Document passage —

The “I Will” System

Wednesday, August 9, 2017
By dreeves

Padded cell that says 'Committed?'

“80% of success is showing up.” — Woody Allen

“It should be completely implausible to describe a startup’s CEO as a flake.” — Paul Graham and Jessica Livingston’s heuristic for successful startups

For the past two weeks I’ve been trying a new system I’ve formulated to make all casual commitments be hard commitments. It’s similar to my Anti-Resolution Resolution, which has worked well for me for years now. I publicly committed to never saying “I should do X” without taking at least some small action to make X more likely.

Now I’m trying something similar for “I will”. Specifically, I can never just say, no matter how casually, “I’ll X the Y”. I have to add consequences if the Y ends up un-X’d.

I should admit that the Anti-Resolution Resolution has mostly just made me not say “I should” in the first place. It hasn’t been life-altering or anything. But it’s worthwhile in that I feel less guilty about not doing things I “should” do. At worst the “no consequence-free ‘I will’” system will be similar. But I predict it will be much better because of what it means for your relationships with people when you’re that conscientious. So far it feels quite good.

The pragmatic question was how to commit to consequences on the fly without bogging down everyday conversations. My first ideas were putting tasks in GTBee, a Slack bot that mediates conversations, or a separate Google calendar for “I will” commitments that’s integrated with Beeminder somehow.

Stored data entries
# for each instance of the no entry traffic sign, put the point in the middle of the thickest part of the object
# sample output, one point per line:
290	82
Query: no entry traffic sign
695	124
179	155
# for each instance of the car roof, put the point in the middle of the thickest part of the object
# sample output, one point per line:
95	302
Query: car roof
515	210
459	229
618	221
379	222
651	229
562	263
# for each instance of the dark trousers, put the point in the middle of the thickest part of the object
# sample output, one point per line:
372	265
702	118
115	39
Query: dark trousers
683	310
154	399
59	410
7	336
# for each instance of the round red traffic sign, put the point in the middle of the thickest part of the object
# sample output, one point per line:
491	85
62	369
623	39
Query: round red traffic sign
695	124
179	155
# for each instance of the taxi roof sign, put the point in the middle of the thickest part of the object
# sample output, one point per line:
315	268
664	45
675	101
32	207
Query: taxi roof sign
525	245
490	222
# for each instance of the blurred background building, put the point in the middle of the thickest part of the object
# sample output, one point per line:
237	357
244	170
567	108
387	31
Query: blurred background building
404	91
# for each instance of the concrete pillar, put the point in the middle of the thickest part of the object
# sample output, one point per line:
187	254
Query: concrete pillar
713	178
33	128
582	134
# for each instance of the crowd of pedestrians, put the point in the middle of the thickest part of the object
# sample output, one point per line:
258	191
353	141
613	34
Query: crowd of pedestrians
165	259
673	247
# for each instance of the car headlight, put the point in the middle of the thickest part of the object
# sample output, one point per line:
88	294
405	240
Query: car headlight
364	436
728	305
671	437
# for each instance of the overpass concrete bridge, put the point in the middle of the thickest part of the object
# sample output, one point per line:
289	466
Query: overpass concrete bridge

Stated task — Reproduce the stretch of the "I Will" system post from "The pragmatic question" through "with Beeminder somehow.", word for word.

Worked solution —
The pragmatic question was how to commit to consequences on the fly without bogging down everyday conversations. My first ideas were putting tasks in GTBee, a Slack bot that mediates conversations, or a separate Google calendar for “I will” commitments that’s integrated with Beeminder somehow.